### Passage for review
Maria Padian’s new novel, How To Build a Heart (Algonquin, Jan. 28), is an exploration of family, community, and self-discovery centering on Isabella “Izzy” Crawford, a multiethnic teenager caught between worlds and trying to find a way through with her mother and younger brother after their Marine father’s death in Iraq. Padian, the author of Wrecked and other novels, answered some questions about the book.

Like Izzy, you are a daughter of two cultures: your Irish father’s and your Latina mother’s. How much of your own experience informed the character?

I grew up identifying as white, living in the same small town, enjoying economic stability. So…very different from Izzy in those ways. However, like Izzy, I always felt ethnically adrift. I look nothing like my blond-haired, blue-eyed father; I struggle to speak my mother’s first language, Spanish. Growing up felt like having a guest pass to a club I couldn’t join. I yearned to belong, but whenever I attempted to embrace aspects of one identity or another, I felt like a fraud. I leaned into those feelings when writing Izzy: the yearning to belong and the suspicion that you never will.

Izzy finds herself between her Catholic, Puerto Rican mother and her estranged Methodist, white American grandmother. How did you approach writing the intergenerational stories of these three very different women?

I drew very heavily from my personal background as well as the family I married into. I’m Catholic with Hispanic roots, but my husband is a white guy from North Carolina, and I’ve been to Southern reunions like the one in the book, although, in the interest of full disclosure, I have never sampled liver mush. And the characters in the book are fictional, inspired by but not directly drawn from actual people. That said, it was easy to conjure them imaginatively given my background.

One of the most striking moments in How To Build a Heart is when a character says, “Blood makes you related, but loyalty makes you family." What does that mean to you?

Well, it’s a very Spanish saying, so it will be familiar to many readers. It’s also how I grew up: I had more so-called aunts and uncles who were not actual blood relatives than I can count. But in the context of this novel, it’s really the key. Since her father died, Izzy has moved from place to place, yearning for permanence and “family,” and [she] is puzzled/saddened/angered by the absence of relatives. Although she can justify this from her mother’s side (they all live far away in Puerto Rico), understanding why they have lost touch with her father’s family in North Carolina troubles her. Getting to the heart of this question drives the plot and becomes Izzy’s literal journey. Ultimately, she recognizes that support and love and loyalty—not DNA—create a family.

### Supplied records
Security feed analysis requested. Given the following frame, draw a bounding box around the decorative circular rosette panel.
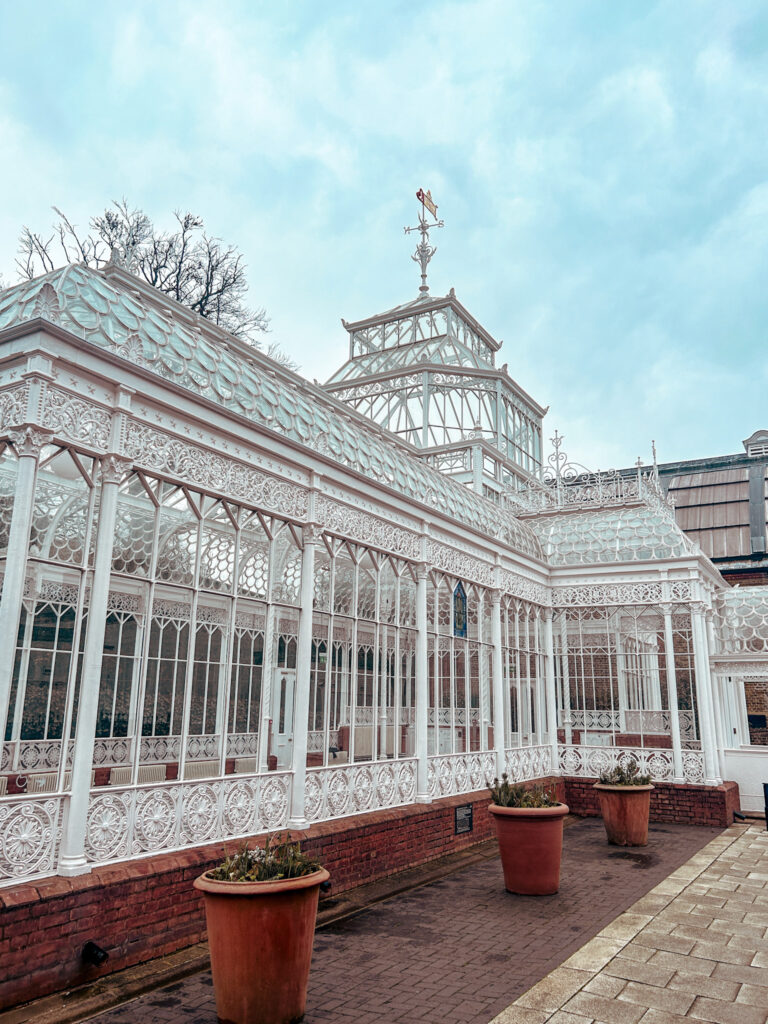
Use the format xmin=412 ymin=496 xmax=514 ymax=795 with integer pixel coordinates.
xmin=85 ymin=793 xmax=131 ymax=861
xmin=304 ymin=771 xmax=323 ymax=821
xmin=327 ymin=768 xmax=350 ymax=818
xmin=259 ymin=778 xmax=289 ymax=828
xmin=352 ymin=768 xmax=374 ymax=811
xmin=437 ymin=758 xmax=456 ymax=797
xmin=133 ymin=790 xmax=177 ymax=853
xmin=223 ymin=782 xmax=256 ymax=836
xmin=454 ymin=757 xmax=474 ymax=793
xmin=683 ymin=751 xmax=703 ymax=783
xmin=179 ymin=783 xmax=218 ymax=846
xmin=0 ymin=800 xmax=58 ymax=878
xmin=560 ymin=746 xmax=584 ymax=775
xmin=646 ymin=754 xmax=673 ymax=780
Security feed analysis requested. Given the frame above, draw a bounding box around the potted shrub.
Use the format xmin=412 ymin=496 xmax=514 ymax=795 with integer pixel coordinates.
xmin=595 ymin=758 xmax=653 ymax=846
xmin=195 ymin=835 xmax=330 ymax=1024
xmin=488 ymin=774 xmax=568 ymax=896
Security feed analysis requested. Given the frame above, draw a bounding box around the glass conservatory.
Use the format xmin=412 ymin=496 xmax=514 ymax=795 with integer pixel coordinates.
xmin=0 ymin=264 xmax=768 ymax=884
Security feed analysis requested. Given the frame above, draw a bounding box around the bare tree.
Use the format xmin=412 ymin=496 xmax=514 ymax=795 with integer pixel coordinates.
xmin=16 ymin=200 xmax=282 ymax=352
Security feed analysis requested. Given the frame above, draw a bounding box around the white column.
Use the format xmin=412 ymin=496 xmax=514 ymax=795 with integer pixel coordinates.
xmin=288 ymin=524 xmax=319 ymax=828
xmin=415 ymin=562 xmax=432 ymax=804
xmin=543 ymin=608 xmax=560 ymax=771
xmin=58 ymin=455 xmax=130 ymax=874
xmin=733 ymin=679 xmax=752 ymax=746
xmin=0 ymin=427 xmax=49 ymax=750
xmin=662 ymin=604 xmax=685 ymax=782
xmin=560 ymin=611 xmax=573 ymax=746
xmin=705 ymin=608 xmax=727 ymax=778
xmin=614 ymin=628 xmax=629 ymax=732
xmin=490 ymin=590 xmax=507 ymax=777
xmin=690 ymin=604 xmax=722 ymax=785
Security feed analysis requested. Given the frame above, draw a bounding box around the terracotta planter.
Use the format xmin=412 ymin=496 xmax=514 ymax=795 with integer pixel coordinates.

### Required tasks
**a.** In the interview with Maria Padian, what food does she say she has never sampled?
**b.** Print the passage of the interview with Maria Padian starting with "Maria Padian’s new" and going on through "about the book.".
**c.** Proceed with the interview with Maria Padian from the point where it stops.
The items are separate material, unrelated to the interview with Maria Padian.

### Answers by task
**a.** Liver mush.

**b.**
Maria Padian’s new novel, How To Build a Heart (Algonquin, Jan. 28), is an exploration of family, community, and self-discovery centering on Isabella “Izzy” Crawford, a multiethnic teenager caught between worlds and trying to find a way through with her mother and younger brother after their Marine father’s death in Iraq. Padian, the author of Wrecked and other novels, answered some questions about the book.

**c.**
The story is also full of complex female friendships, especially with Izzy’s best friend, Roz, and new friend, Aubrey. How do they impact Izzy’s life?

Although wildly different, both friendships force Izzy to confront herself and her own motivations. With Aubrey: How much of that friendship is fueled by a selfish desire to get close to [Aubrey’s] hot brother and his cool friends? How much is real compassion and admiration? With Roz: Is Izzy heartless when she backs off from her? Or is she being smart to recognize that Roz makes bad choices that could drag them both down? I struggled with Roz myself! And here’s a little secret: I changed the ending of the book several times apropos Roz.

Roz is such a complex girl, and you found a great way to do her story justice in the end.

She’s a girl we all know in a situation we’re all familiar with. I expect readers will have a lot to say about her!

The novel examines racism and privilege head-on in a way that feels very topical. Is it important to you as writer to address contemporary topics such as these?

I’d love to write a good vampire romance, but my imagination just doesn’t work that way! I wonder if it’s all those years I worked as a news reporter. Realistic fiction feels right to me. My goal, however, is simply to tell a compelling story, not write the news. Show, don’t tell. Or as Henry James put it: “Dramatize. Always dramatize.”

Ana Grilo is co-editor of The Book Smugglers blog and co-host of the Fangirl Happy Hour podcast.